**EXERCISE 1:** Render every line of the records below as a numbered list, omitting blank lines.

**PASSAGE SHOWN:**
# # #

Besides that I'm running a local DNS server with a brutal blocklist: nearly one million of wildcarded domains (unbound supports wildcards). I block entire TLDs too. Entire countries' IP blocks. Add uBlock origin to the mix and your life becomes pretty ad-free.
I'm glad to pay a subscription for an AI model that doesn't serve me any ad. But I won't pay for something that serves me less ads, but still some ads. As simple as that.
You want me to pay: serve me zero ad.
It's several years and I still remember this.
The real question is, why don't they have a completely free plan supported entirely by ads -- don't even try to get a huge premium for the ads, just sell lots of them, even if it's a 1:1 time relationship between ads and content. And then have another plan where you pay money and have zero ads.
Because the latter scheme should be the most profitable. To begin with you open up the market to people who wouldn't pay you at all but would watch ads, so you get more viewers, and on top of that it's effectively try before you buy where the trial requires watching ads, which means you can stay on it as long as you like because the service is still making money. People start watching a show and get tired of seeing ads so they subscribe, when they otherwise would never have started. Then you don't charge $10/mo for no ads, you charge $20, which is worth it to a lot of people because there are so many ads in the free version, and for the people it isn't you still make money from them by showing them lots of ads.
No the people who pay the extra are the ones who are most able to afford it. The outcome is still the same though as these are the people the advertisers want to target.
The people who can't afford the extra dollar are of very little value to the advertisers.
Except that you can't get those people anyway because they value time more than money so they'll just buy some other content with no ads in it from someone else. Also, that doesn't matter if you just price the paid offering at the level that it makes up the actual ad revenue from the people who would use it.
> The people who can't afford the extra dollar are of very little value to the advertisers.
Rubbish. People are often budget constrained because they have high expenses rather than low income, e.g. anyone with kids. Being able to divert that spending to your brand from a competing brand has significant value to advertisers.

# # #

**DATA ROWS:**
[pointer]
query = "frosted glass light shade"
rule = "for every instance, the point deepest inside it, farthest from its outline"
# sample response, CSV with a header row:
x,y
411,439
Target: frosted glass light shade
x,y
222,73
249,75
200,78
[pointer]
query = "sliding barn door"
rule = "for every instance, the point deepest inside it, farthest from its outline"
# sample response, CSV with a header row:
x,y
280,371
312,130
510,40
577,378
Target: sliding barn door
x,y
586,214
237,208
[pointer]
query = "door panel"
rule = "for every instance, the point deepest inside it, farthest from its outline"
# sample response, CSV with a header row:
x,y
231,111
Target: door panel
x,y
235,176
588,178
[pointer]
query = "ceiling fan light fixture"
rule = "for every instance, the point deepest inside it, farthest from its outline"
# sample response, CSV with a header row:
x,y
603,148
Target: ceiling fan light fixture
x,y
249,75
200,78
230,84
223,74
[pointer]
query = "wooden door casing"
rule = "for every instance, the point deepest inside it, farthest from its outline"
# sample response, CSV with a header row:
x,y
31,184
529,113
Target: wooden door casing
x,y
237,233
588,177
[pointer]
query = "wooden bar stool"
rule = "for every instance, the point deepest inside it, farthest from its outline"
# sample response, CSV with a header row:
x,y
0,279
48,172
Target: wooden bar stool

# # #

**EXERCISE 2:** Translate this sentence from the ad-supported subscription discussion into Spanish: "The people who can't afford the extra dollar are of very little value to the advertisers."

**COMPLETE OUTPUT 1:**
1. [pointer]
2. query = "frosted glass light shade"
3. rule = "for every instance, the point deepest inside it, farthest from its outline"
4. # sample response, CSV with a header row:
5. x,y
6. 411,439
7. Target: frosted glass light shade
8. x,y
9. 222,73
10. 249,75
11. 200,78
12. [pointer]
13. query = "sliding barn door"
14. rule = "for every instance, the point deepest inside it, farthest from its outline"
15. # sample response, CSV with a header row:
16. x,y
17. 280,371
18. 312,130
19. 510,40
20. 577,378
21. Target: sliding barn door
22. x,y
23. 586,214
24. 237,208
25. [pointer]
26. query = "door panel"
27. rule = "for every instance, the point deepest inside it, farthest from its outline"
28. # sample response, CSV with a header row:
29. x,y
30. 231,111
31. Target: door panel
32. x,y
33. 235,176
34. 588,178
35. [pointer]
36. query = "ceiling fan light fixture"
37. rule = "for every instance, the point deepest inside it, farthest from its outline"
38. # sample response, CSV with a header row:
39. x,y
40. 603,148
41. Target: ceiling fan light fixture
42. x,y
43. 249,75
44. 200,78
45. 230,84
46. 223,74
47. [pointer]
48. query = "wooden door casing"
49. rule = "for every instance, the point deepest inside it, farthest from its outline"
50. # sample response, CSV with a header row:
51. x,y
52. 31,184
53. 529,113
54. Target: wooden door casing
55. x,y
56. 237,233
57. 588,177
58. [pointer]
59. query = "wooden bar stool"
60. rule = "for every instance, the point deepest inside it, farthest from its outline"
61. # sample response, CSV with a header row:
62. x,y
63. 0,279
64. 48,172
65. Target: wooden bar stool

**COMPLETE OUTPUT 2:** Las personas que no pueden permitirse el dólar extra tienen muy poco valor para los anunciantes.